## Activity
Each line from the one containing "Query: chrome trim strip" through the last line of the data below is to be written out verbatim, and nothing more.

(Data extracted from a collection)
────────────────────
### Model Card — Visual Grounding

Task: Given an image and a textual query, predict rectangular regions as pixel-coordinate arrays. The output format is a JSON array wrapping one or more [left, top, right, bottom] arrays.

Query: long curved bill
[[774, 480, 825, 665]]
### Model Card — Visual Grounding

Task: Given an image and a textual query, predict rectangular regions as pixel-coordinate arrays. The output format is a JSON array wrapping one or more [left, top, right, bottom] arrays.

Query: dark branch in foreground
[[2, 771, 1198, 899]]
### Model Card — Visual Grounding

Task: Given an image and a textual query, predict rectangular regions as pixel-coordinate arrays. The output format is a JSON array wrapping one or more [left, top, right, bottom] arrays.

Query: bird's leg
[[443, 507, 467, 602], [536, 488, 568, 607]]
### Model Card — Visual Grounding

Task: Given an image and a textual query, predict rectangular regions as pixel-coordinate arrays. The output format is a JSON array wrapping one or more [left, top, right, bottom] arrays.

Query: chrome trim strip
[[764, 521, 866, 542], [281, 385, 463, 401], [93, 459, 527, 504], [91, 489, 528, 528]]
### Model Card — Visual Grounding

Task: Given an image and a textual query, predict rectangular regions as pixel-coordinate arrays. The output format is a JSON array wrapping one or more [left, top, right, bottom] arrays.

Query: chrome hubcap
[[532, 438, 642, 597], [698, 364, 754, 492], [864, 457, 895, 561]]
────────────────────
## Task answer
Query: chrome trim strip
[[764, 521, 866, 542], [281, 385, 463, 401], [93, 459, 527, 504], [91, 489, 528, 528]]
### Model Card — Visual Grounding

Task: Given an image and a textual query, predict rectangular regions as pixel-coordinate arrays. The output format is a JSON array wrapping one or more [left, top, right, bottom] arrays.

Query: chrome hubcap
[[532, 438, 642, 597], [698, 364, 754, 492], [864, 457, 895, 561]]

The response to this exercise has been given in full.